Well, the point of introducing the cylindrical universe was just to show that acceleration isn't really necessary for the paradox; differential aging can happen even when nobody accelerates.

The cylindrical universe is interesting because it's actually equivalent in every way to an infinite flat universe with periodic boundary conditions. Alice sitting on Earth can look through a powerful telescope and see, far away, another copy of the Earth, and beyond that, another copy and another copy, ad infinitum. After adjusting for the delay for light to travel such a distance, she would compute that all the Earths are the same age. Similarly, there is an infinite line of Bobs all the same age, traveling at the same velocity. Each Bob travels from one Earth to the next, and when he arrives, he is younger than the Alice of that Earth.

From the perspective of Bob, though, things are weirder. He also sees a line of infinitely many Earths, and infinitely many Alices and infinitely many Bobs. But the difference for Bob is that looking in one direction, each Alice is older than the last. From his point of view, his Alice leaves and a second, older Alice starts moving toward him. The second Alice is aging slower than Bob is, but she starts out older, so when she gets to Bob, she's still older than he is.

 

[Kontilera]

Okey, I feel like I need to explain some missunderstandings about the whole thread now. :)First of all, I've taken SR and GR courses on university level.
And I feel like I do understand the SR and at least some GR.

The twin paradox itself is not a problem for me. I understand that the acceleration boosts Bobs inertial frame of reference. That his notion of what direction time has changes and that he will realize that he his the younger one when he travels back to earth.
My fault is that I put my confusion into a twin-paradox-context and now it feels like many people want to explain the twin paradox for me.
An effort I, of course, am very, very thankful for!
My confusion is about what you do see when you do change your inertial frame of reference by accelerating, if we play with the thought that our telescopes could give us a good resolution on very large distances.

Take the scenario described by Penrose in 'The Emperor's New Mind: Concerning Computers, Minds, and the Laws of Physics' as an example. In this case he discusses a potential invation of Earth by the civilization in the andromeda galaxy.

"Two people pass each other on the street; and according to one of the two people, an Andromedean space fleet has already set off on its journey, while to the other, the decision as to whether or not the journey will actually take place has not yet been made. How can there still be some uncertainty as to the outcome of that decision? If to either person the decision has already been made, then surely there cannot be any uncertainty. The launching of the space fleet is an inevitability. In fact neither of the people can yet know of the launching of the space fleet. They can know only later, when telescopic observations from Earth reveal that the fleet is indeed on its way. Then they can hark back to that chance encounter, and come to the conclusion that at that time, according to one of them, the decision lay in the uncertain future, while to the other, it lay in the certain past. Was there then any uncertainty about that future? Or was the future of both people already "fixed"?" - R. Penrose

Wikipedia solves this "paradox" by stating:

"The "paradox" consists of two observers who are, from their conscious perspective, in the same place and at the same instant having different sets of events in their "present moment". Notice that neither observer can actually "see" what is happening in Andromeda, because light from Andromeda (and the hypothetical alien fleet) will take 2.5 million years to reach Earth. The argument is not about what can be "seen"; it is purely about what events different observers consider to occur in the present moment."

Source excerpt:

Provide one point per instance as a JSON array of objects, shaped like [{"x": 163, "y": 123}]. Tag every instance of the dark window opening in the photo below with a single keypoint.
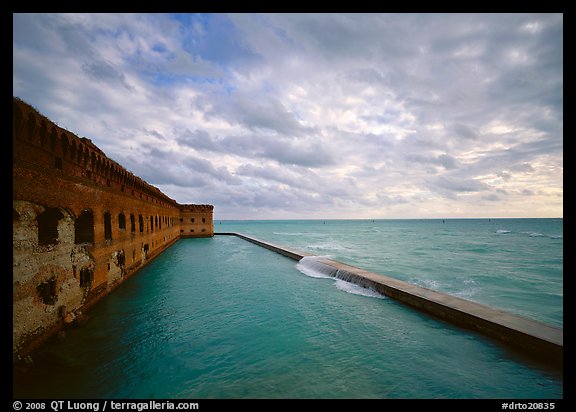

Given exercise 1: From the twin paradox thread, reproduce word for word the part that opens with the words containing "And I feel like" and closes with "back to earth.".
Given exercise 2: Translate this sentence from the twin paradox thread into Spanish: "Similarly, there is an infinite line of Bobs all the same age, traveling at the same velocity."
Given exercise 3: List every personal name or username that appears in the twin paradox thread.

Finished answer 1:
And I feel like I do understand the SR and at least some GR.

The twin paradox itself is not a problem for me. I understand that the acceleration boosts Bobs inertial frame of reference. That his notion of what direction time has changes and that he will realize that he his the younger one when he travels back to earth.

Finished answer 2: De manera similar, hay una línea infinita de Bobs, todos de la misma edad, que viajan a la misma velocidad.

Finished answer 3:
Alice
Bob
Kontilera
Penrose